Passage shown:
>>>>>
Why should elected representatives have anything to do with a situation in which one party to a private contract reneges on the deal?


----------



## Brendan Burgess (23 Jan 2008)

Rock

You have asked a question. 
You have got some answers. 

It is not the place for discussing the pros and cons of regulation, etc. 

Brendan


----------



## Sunny (23 Jan 2008)

Maybe some media attention wouldn't do any harm. Sounds like the builder is playing hard ball so might not help you but it might help warn others about the consequences of entering into these contracts especially in the current market.

As much as I hate suggesting this. Maybe Joe Duffy could be the man!

Any chance of being allowed to flip the contract and trying to find someone take over the obligation. Might be difficult in this market but might be worth a shot?


----------



## Purple (23 Jan 2008)

Contracts are there to protect both parties. If your partner had not lost their job and the market was still going up and the builder tried to pull out of the deal I am sure you would not just let it go. 
I have huge sympathy for you, you are in a very difficult position but there is no moral stance to be taken. You need to get this resolved as soon as you can as the longer it takes the more it will cost you. Since you are the party that it in breach of the contract the builder could be well within his rights to go after you for costs as well.
This as a business/ legal issue, look at it from the perspective of how you can extract yourself from the contract with the minimum cost (but there will be a cost).


----------



## Dublin13 (23 Jan 2008)

Public representatives most certainly can and should be used re this situation. I appreciate that binding contract is legally bound. However, and I am not talking about situations where people want to renage on contract just because they change their mind. I am talking about a situation where financial circumstances change and NO financial institution will give you mortgage. Also, I was definately not legally advised re the consequences if I couldn't draw down mortgage. Life happens, it's not cut and dried - and that's where public representatation comes in.
<<<<<
Requirements:
**A)** List the usernames of everyone whose reply appears under a dated heading in the forum thread.
**B)** Duplicate everything in the forum thread from "## Purple (23" down to "be a cost).".
**C)** Render this sentence from the forum thread in Spanish: "Contracts are there to protect both parties."

Dataset:
>>>>>
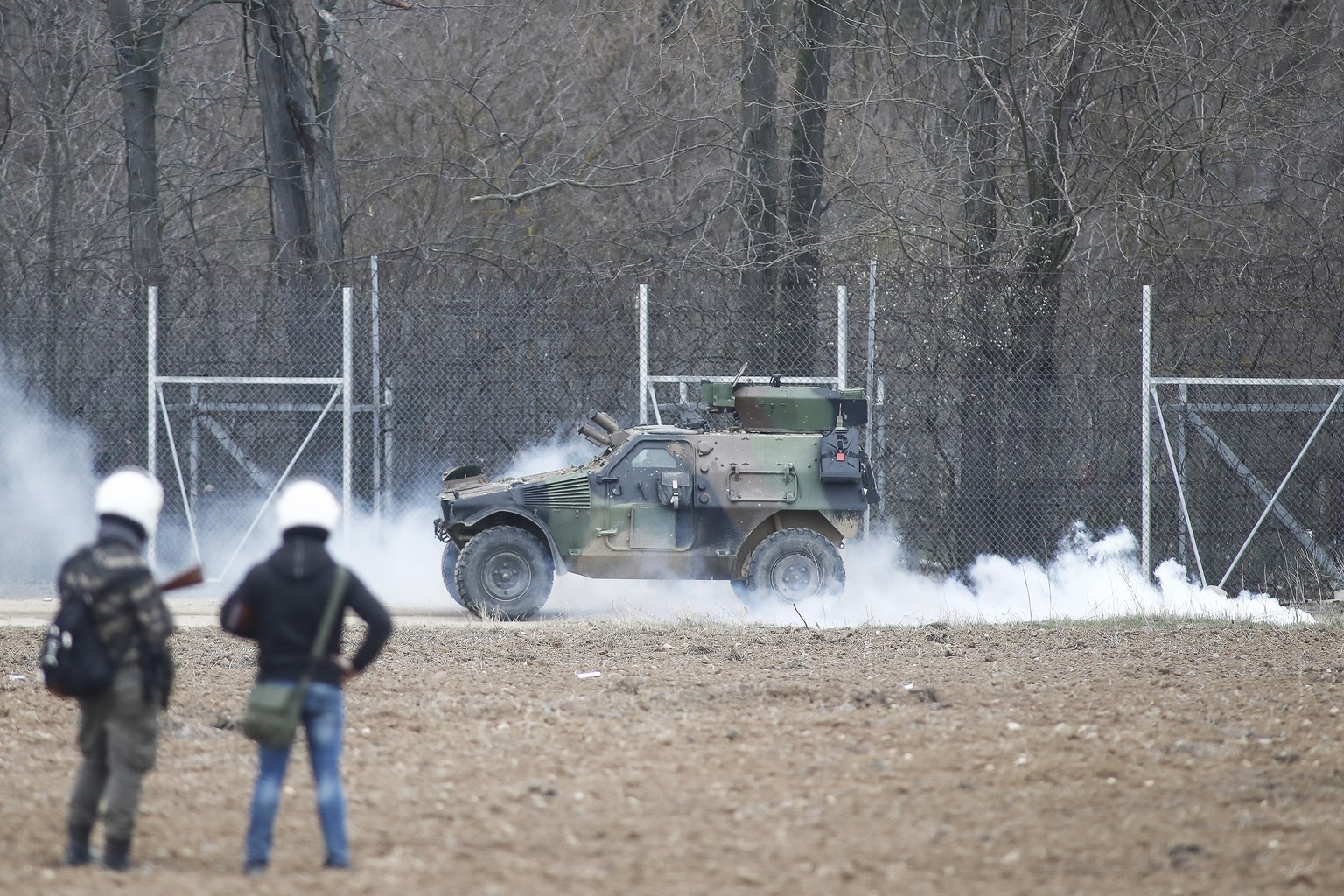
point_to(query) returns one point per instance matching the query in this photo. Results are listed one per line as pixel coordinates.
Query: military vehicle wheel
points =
(448, 567)
(794, 564)
(504, 572)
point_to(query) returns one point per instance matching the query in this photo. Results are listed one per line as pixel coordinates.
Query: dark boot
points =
(77, 850)
(118, 855)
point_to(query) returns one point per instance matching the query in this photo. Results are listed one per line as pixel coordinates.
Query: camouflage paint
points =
(668, 502)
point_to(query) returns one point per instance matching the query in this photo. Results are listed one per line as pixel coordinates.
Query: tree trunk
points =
(298, 125)
(759, 170)
(807, 160)
(138, 50)
(300, 148)
(976, 519)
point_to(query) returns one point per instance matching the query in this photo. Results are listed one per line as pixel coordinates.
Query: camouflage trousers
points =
(118, 735)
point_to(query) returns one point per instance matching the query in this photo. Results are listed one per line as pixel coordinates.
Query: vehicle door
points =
(649, 501)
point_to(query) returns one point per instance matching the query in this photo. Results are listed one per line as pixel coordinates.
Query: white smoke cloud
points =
(1090, 578)
(47, 481)
(561, 451)
(46, 489)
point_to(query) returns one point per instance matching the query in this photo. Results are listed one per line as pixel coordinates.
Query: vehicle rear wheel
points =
(448, 567)
(504, 572)
(794, 564)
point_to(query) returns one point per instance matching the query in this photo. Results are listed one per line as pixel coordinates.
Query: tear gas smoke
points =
(46, 489)
(46, 477)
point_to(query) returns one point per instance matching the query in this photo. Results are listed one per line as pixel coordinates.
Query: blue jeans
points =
(324, 719)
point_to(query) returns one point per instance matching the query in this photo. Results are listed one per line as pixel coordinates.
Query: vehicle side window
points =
(654, 457)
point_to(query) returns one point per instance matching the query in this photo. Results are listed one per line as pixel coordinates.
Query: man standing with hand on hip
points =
(280, 605)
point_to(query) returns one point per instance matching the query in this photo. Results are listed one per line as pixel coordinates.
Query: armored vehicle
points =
(761, 494)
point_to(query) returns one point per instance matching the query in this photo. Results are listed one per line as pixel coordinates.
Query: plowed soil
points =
(1125, 757)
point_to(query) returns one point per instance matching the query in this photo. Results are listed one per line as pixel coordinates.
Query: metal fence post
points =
(644, 354)
(152, 384)
(375, 361)
(347, 339)
(1145, 555)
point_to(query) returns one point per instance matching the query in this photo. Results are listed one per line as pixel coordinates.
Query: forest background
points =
(1003, 176)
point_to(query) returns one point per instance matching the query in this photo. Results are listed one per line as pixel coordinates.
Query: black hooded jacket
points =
(280, 605)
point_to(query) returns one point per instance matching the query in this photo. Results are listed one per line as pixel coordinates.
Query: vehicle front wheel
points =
(504, 572)
(448, 569)
(794, 564)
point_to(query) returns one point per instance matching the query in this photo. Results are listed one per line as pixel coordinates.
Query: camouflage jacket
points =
(128, 605)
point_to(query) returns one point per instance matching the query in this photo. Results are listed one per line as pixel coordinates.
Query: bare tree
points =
(807, 176)
(137, 42)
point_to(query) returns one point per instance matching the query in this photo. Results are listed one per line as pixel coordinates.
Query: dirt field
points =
(1077, 758)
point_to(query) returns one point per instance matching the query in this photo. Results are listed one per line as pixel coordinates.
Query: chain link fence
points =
(1005, 409)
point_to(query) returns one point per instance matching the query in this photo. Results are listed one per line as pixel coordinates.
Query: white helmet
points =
(133, 494)
(306, 502)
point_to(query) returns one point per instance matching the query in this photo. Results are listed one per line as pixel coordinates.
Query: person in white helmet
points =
(118, 728)
(280, 605)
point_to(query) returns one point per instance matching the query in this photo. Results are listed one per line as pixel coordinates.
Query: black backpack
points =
(74, 660)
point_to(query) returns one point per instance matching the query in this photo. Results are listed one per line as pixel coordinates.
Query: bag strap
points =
(324, 629)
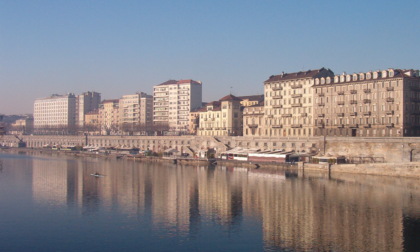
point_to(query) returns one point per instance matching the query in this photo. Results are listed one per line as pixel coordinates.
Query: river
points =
(50, 202)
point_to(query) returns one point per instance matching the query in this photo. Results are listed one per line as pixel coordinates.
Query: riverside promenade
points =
(364, 150)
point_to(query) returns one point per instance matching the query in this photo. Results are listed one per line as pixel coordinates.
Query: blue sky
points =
(121, 47)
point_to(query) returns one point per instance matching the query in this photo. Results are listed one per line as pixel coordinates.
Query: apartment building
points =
(86, 102)
(109, 117)
(288, 104)
(372, 104)
(56, 111)
(173, 100)
(221, 118)
(136, 111)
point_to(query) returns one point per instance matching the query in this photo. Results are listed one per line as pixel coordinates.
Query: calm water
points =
(51, 203)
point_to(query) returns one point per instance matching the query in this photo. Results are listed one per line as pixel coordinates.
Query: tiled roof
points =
(171, 82)
(230, 98)
(298, 75)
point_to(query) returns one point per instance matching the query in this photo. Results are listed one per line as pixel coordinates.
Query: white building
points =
(56, 111)
(85, 103)
(172, 102)
(136, 111)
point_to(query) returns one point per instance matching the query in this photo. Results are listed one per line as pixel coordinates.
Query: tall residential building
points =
(288, 103)
(221, 118)
(86, 102)
(372, 104)
(136, 111)
(173, 101)
(56, 111)
(109, 117)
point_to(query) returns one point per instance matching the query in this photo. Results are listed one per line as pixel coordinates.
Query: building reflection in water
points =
(298, 213)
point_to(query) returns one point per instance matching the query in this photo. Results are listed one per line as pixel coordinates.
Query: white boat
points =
(97, 175)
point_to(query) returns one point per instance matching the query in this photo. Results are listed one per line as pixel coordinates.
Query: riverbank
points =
(408, 169)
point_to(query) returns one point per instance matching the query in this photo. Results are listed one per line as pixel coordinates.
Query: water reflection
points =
(299, 213)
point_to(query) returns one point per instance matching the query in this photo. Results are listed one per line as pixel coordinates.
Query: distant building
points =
(173, 101)
(288, 103)
(136, 112)
(221, 118)
(373, 104)
(86, 102)
(109, 117)
(23, 126)
(55, 113)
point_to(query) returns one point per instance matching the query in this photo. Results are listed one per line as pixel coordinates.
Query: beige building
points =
(109, 117)
(86, 102)
(136, 112)
(92, 122)
(173, 101)
(253, 120)
(288, 104)
(23, 126)
(372, 104)
(57, 112)
(221, 118)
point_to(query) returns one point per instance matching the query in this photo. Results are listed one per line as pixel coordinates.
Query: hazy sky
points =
(121, 47)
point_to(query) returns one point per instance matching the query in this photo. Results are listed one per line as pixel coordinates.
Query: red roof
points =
(170, 82)
(299, 75)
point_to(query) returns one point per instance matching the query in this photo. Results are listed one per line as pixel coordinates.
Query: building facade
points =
(288, 104)
(55, 112)
(173, 101)
(221, 118)
(109, 117)
(86, 102)
(372, 104)
(136, 112)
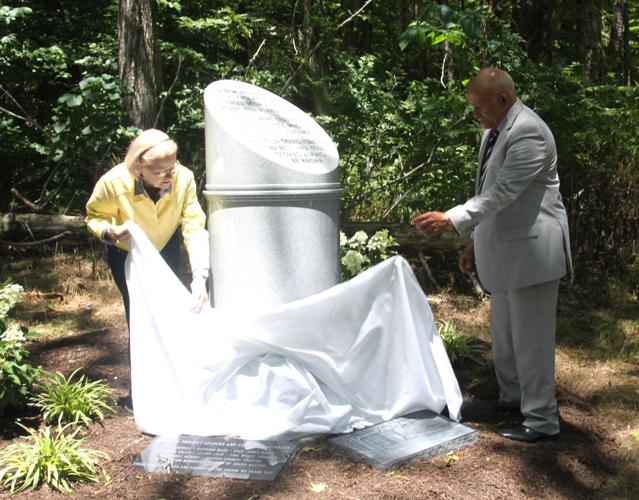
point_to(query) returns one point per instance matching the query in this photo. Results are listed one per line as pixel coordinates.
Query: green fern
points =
(49, 457)
(458, 346)
(77, 402)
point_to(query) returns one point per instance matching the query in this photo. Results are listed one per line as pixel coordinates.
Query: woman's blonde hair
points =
(149, 144)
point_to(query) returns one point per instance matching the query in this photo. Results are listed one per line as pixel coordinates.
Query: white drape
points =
(357, 354)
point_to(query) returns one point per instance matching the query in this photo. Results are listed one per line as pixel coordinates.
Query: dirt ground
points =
(72, 303)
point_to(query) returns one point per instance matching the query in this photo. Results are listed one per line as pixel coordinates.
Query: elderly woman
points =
(155, 191)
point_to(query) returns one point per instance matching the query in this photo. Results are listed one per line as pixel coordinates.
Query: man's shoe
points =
(526, 434)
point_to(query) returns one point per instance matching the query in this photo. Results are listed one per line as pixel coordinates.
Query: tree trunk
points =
(23, 228)
(139, 61)
(618, 47)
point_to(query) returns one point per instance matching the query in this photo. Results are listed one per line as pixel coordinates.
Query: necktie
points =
(492, 139)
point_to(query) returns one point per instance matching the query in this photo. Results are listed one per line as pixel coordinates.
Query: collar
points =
(509, 117)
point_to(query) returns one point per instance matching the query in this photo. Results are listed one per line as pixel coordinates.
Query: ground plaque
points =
(418, 436)
(217, 457)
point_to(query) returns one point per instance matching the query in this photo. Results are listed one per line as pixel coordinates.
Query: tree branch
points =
(317, 46)
(37, 242)
(24, 200)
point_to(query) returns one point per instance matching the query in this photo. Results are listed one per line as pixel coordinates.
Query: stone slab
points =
(419, 436)
(213, 456)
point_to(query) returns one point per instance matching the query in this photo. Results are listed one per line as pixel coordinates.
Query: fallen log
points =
(408, 237)
(32, 229)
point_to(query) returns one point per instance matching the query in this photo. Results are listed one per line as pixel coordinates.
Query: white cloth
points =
(357, 354)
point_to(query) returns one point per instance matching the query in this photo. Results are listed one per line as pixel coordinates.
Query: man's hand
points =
(432, 222)
(200, 295)
(118, 233)
(466, 259)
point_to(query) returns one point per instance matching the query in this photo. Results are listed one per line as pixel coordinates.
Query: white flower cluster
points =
(359, 252)
(10, 295)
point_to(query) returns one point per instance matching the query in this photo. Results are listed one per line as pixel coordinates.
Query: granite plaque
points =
(217, 457)
(419, 436)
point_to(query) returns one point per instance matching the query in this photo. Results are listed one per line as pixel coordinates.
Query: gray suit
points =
(522, 248)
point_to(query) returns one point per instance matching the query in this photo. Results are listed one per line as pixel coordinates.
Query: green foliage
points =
(64, 400)
(359, 252)
(459, 347)
(49, 457)
(389, 86)
(16, 374)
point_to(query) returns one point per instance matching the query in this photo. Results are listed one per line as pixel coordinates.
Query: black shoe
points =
(508, 407)
(126, 402)
(526, 434)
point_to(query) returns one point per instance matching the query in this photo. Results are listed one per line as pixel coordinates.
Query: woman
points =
(152, 189)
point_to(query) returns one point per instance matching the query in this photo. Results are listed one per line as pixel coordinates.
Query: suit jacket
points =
(519, 220)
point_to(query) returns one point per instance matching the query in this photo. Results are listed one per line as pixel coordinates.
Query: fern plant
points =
(64, 400)
(458, 346)
(49, 457)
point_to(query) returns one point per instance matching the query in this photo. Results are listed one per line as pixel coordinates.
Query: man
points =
(520, 247)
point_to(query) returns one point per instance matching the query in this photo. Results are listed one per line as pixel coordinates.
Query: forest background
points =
(386, 79)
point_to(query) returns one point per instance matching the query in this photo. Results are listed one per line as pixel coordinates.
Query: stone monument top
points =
(256, 137)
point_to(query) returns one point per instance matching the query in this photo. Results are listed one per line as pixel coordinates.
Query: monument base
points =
(419, 436)
(213, 456)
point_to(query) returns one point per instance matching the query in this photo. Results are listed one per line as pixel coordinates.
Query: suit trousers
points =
(523, 345)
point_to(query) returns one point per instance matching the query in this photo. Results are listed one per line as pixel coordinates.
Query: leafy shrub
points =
(359, 252)
(458, 346)
(16, 375)
(66, 401)
(51, 457)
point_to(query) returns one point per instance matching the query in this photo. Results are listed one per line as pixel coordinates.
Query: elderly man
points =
(520, 247)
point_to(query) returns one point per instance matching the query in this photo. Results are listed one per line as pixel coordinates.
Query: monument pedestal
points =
(272, 188)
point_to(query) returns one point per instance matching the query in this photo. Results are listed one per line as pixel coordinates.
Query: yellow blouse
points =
(115, 200)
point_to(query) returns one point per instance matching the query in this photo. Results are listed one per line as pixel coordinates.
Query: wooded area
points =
(385, 79)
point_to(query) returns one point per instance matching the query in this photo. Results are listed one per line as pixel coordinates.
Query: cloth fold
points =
(359, 353)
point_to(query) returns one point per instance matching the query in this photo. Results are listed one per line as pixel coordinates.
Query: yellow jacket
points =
(117, 197)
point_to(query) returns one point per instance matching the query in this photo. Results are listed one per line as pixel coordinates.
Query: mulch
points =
(582, 463)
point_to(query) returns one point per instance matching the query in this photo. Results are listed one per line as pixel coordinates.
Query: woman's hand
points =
(466, 259)
(200, 295)
(118, 233)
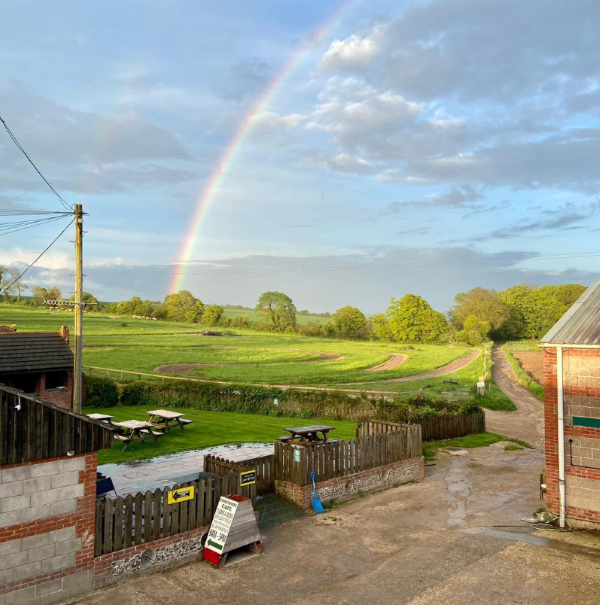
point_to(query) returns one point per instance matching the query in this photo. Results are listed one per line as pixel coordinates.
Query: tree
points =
(475, 331)
(381, 327)
(182, 306)
(277, 310)
(485, 305)
(348, 322)
(411, 319)
(212, 314)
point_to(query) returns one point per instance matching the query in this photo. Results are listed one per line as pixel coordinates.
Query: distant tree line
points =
(520, 312)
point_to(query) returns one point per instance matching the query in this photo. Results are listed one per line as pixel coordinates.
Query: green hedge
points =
(251, 399)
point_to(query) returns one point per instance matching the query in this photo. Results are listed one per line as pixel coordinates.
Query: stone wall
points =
(582, 438)
(125, 564)
(346, 488)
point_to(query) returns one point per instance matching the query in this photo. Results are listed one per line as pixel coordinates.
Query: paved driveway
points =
(440, 542)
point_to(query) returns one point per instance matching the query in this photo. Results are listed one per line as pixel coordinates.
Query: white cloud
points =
(353, 53)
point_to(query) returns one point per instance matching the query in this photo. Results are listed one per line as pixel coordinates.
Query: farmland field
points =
(236, 355)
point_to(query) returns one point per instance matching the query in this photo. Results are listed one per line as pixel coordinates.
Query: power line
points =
(335, 268)
(14, 281)
(20, 148)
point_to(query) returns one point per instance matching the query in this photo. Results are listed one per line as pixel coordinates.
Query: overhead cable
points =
(20, 148)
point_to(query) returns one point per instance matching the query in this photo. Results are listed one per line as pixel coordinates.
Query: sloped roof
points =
(32, 429)
(33, 351)
(580, 325)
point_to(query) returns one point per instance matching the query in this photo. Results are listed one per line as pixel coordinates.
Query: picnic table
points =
(135, 430)
(101, 418)
(307, 435)
(164, 419)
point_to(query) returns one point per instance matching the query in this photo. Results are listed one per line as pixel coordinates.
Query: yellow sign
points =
(181, 495)
(247, 477)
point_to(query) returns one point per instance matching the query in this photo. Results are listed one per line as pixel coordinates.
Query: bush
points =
(100, 392)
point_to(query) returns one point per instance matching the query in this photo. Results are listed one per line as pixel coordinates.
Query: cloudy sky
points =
(418, 146)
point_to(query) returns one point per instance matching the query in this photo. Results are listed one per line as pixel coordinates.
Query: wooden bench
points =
(125, 440)
(150, 433)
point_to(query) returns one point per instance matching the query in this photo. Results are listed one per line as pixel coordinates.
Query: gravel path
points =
(527, 422)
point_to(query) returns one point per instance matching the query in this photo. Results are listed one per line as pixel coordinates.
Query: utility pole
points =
(78, 309)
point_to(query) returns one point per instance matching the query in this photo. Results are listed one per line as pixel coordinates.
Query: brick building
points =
(572, 412)
(38, 363)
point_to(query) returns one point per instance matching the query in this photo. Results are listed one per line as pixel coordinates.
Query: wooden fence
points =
(32, 429)
(264, 467)
(144, 517)
(342, 458)
(434, 428)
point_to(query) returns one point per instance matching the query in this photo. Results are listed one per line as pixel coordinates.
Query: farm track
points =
(454, 366)
(527, 422)
(185, 368)
(396, 359)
<<<<<
Task-by-task answers:
**A)** Brendan Burgess, Sunny, Purple, Dublin13

**B)**
## Purple (23 Jan 2008)

Contracts are there to protect both parties. If your partner had not lost their job and the market was still going up and the builder tried to pull out of the deal I am sure you would not just let it go. 
I have huge sympathy for you, you are in a very difficult position but there is no moral stance to be taken. You need to get this resolved as soon as you can as the longer it takes the more it will cost you. Since you are the party that it in breach of the contract the builder could be well within his rights to go after you for costs as well.
This as a business/ legal issue, look at it from the perspective of how you can extract yourself from the contract with the minimum cost (but there will be a cost).

**C)** Los contratos existen para proteger a ambas partes.